TASK TO CARRY OUT
Copy out every line of the listing below word for word, but leave the pictures out.

[begin MATERIAL FOR THIS EXERCISE]

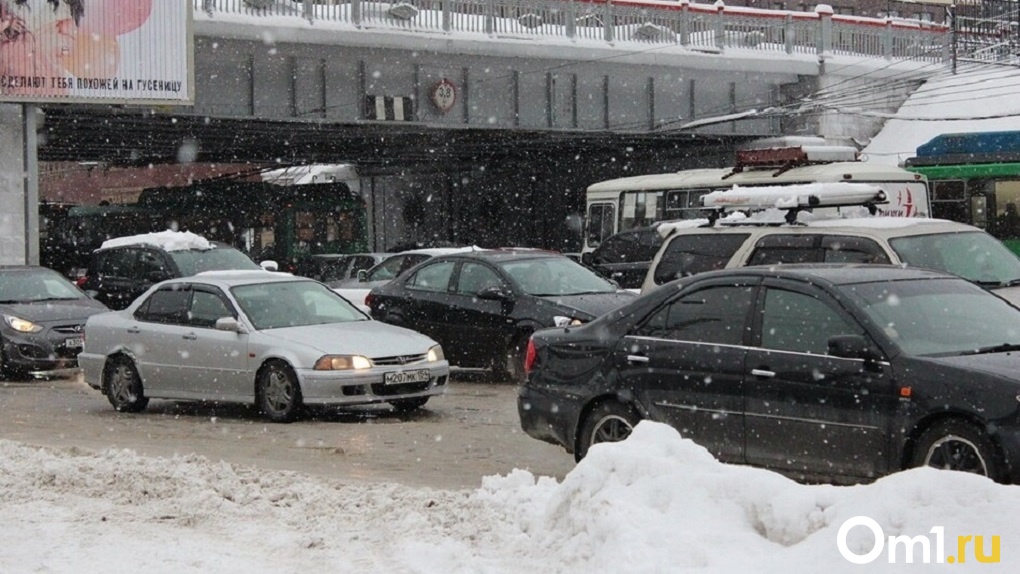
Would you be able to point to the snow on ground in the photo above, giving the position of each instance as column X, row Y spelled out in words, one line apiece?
column 653, row 504
column 977, row 98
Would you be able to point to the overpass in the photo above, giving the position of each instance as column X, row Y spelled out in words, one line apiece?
column 518, row 104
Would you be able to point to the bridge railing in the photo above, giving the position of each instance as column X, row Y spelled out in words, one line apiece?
column 709, row 28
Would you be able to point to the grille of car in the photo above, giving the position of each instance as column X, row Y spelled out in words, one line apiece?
column 68, row 329
column 399, row 360
column 381, row 389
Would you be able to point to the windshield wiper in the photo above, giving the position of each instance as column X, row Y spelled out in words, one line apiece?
column 1004, row 348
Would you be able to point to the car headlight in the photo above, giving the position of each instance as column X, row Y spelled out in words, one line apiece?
column 21, row 325
column 342, row 363
column 563, row 321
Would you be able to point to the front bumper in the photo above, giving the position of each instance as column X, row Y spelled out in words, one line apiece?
column 46, row 351
column 362, row 387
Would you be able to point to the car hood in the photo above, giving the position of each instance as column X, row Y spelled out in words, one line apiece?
column 596, row 304
column 49, row 311
column 1001, row 364
column 1011, row 294
column 371, row 338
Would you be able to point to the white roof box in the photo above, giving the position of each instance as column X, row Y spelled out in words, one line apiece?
column 795, row 197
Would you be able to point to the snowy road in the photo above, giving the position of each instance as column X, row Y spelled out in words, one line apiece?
column 470, row 432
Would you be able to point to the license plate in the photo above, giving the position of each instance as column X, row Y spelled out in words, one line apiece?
column 404, row 377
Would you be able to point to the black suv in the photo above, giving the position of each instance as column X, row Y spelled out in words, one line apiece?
column 626, row 256
column 125, row 267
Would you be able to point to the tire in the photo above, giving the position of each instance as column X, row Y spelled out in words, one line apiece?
column 408, row 405
column 122, row 385
column 957, row 445
column 609, row 422
column 278, row 394
column 511, row 362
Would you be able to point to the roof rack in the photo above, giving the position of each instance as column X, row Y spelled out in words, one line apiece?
column 785, row 158
column 794, row 198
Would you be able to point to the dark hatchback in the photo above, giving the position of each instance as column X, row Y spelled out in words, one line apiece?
column 833, row 373
column 43, row 315
column 626, row 256
column 125, row 267
column 482, row 306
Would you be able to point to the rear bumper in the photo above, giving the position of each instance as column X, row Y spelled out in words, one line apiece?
column 547, row 417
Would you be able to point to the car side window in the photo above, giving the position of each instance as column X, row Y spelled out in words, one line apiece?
column 813, row 248
column 474, row 277
column 151, row 266
column 715, row 314
column 431, row 277
column 166, row 305
column 697, row 253
column 116, row 263
column 207, row 306
column 802, row 323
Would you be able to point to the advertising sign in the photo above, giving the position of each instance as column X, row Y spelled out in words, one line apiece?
column 96, row 51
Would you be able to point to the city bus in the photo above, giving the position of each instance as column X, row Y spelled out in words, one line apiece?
column 974, row 178
column 626, row 203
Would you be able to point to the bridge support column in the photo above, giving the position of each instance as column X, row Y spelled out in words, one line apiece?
column 18, row 186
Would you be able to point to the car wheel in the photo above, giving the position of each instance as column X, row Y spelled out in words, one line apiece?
column 513, row 361
column 122, row 385
column 609, row 422
column 956, row 445
column 408, row 405
column 278, row 393
column 7, row 370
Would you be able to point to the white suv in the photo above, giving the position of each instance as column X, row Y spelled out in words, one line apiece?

[end MATERIAL FOR THIS EXERCISE]

WRITTEN RESPONSE
Would you be able to point to the snow on ground in the photo above, giving the position of each instance as column X, row Y spelled out in words, one line apiece?
column 653, row 504
column 977, row 98
Would you be able to point to the overpass in the photo above, giving the position of each instance as column X, row Y spelled out in words, one line apiece?
column 518, row 104
Would you be able to point to the bridge railing in the photo above, giving the position of each instance as column X, row Y spelled out in words, one line apiece?
column 709, row 28
Would you be able to point to the grille of car in the photo above, giving the position of each instance as column X, row Y spelled out in words, one line apiece?
column 68, row 329
column 399, row 360
column 381, row 389
Would you be able to point to the windshield wiper in the photo above, giving the position of each instance as column X, row Y spelled out in words, one line apiece?
column 1004, row 348
Would you be able to point to the car headlight in the photo above, giving the position of each instance as column X, row Y spelled out in words, one line apiece?
column 21, row 325
column 342, row 363
column 563, row 321
Would you be able to point to the front bumper in the photo above, giving the position of each instance as column X, row Y spelled out in words, one line apiece?
column 46, row 351
column 362, row 387
Would you be able to point to the car hood in the photo above, giving the position of each instance as column X, row Y spelled out in words, one line apiece?
column 596, row 304
column 49, row 311
column 1001, row 364
column 1011, row 294
column 371, row 338
Would you be able to point to the white roof box in the photo above, giving the position of each instance as column X, row Y spelled out in words, one line apiece?
column 795, row 197
Would you be able to point to the snowy road in the photo above, giving the position of each instance as column X, row Y spelled out in words, one line apiece?
column 470, row 432
Would you be able to point to the license plate in the photo above, giving the position of each instance as column X, row Y spelled out in words, one line apiece?
column 404, row 377
Would you be able to point to the black suv in the photo above, giving the position of each instance as column X, row Y spelled out in words, one line apiece?
column 626, row 256
column 125, row 267
Would you be able to point to the tire in the photo above, giving the position of each instance as column X, row Y spelled out in words, one line apiece?
column 408, row 405
column 122, row 385
column 957, row 445
column 609, row 422
column 278, row 394
column 511, row 362
Would you be able to point to the roof rack in the photo above, giving the position of each instance as column X, row Y spelled out in words, one line apiece?
column 785, row 158
column 794, row 198
Would you be able to point to the dark hatchback in the photo above, giving the position of each instance as column X, row Y spelled out in words, one line apiece?
column 833, row 373
column 43, row 315
column 626, row 256
column 125, row 267
column 482, row 306
Would you be able to point to the rear bumper in the photo above, giving the position of each instance as column X, row Y spelled out in words, one line apiece?
column 547, row 417
Would you be able to point to the car side window in the photo above, giving the position of each instance as column X, row Y spelled out in words, one line apiece?
column 813, row 248
column 474, row 277
column 151, row 266
column 715, row 314
column 431, row 277
column 166, row 305
column 697, row 253
column 116, row 263
column 207, row 306
column 802, row 323
Would you be able to point to the advertising sign in the photo above, giving the position of each instance as column X, row Y spelled out in words, one line apiece?
column 96, row 51
Would you be able to point to the city bus in the photo above, giving the position of each instance as column X, row Y spelled out in words, one line apiece?
column 974, row 178
column 626, row 203
Would you be able to point to the bridge support column in the photo above, giving the position of each instance as column X, row Y spelled out in words, one line apiece?
column 18, row 186
Would you be able to point to the car wheel in the photo above, giving the position of each instance as column X, row Y spelled out in words, one line apiece?
column 513, row 361
column 122, row 385
column 609, row 422
column 956, row 445
column 408, row 405
column 278, row 393
column 7, row 370
Would you be able to point to the white suv in the photo above, giving the position of each instance as column X, row Y spelled out in words, one line apiece?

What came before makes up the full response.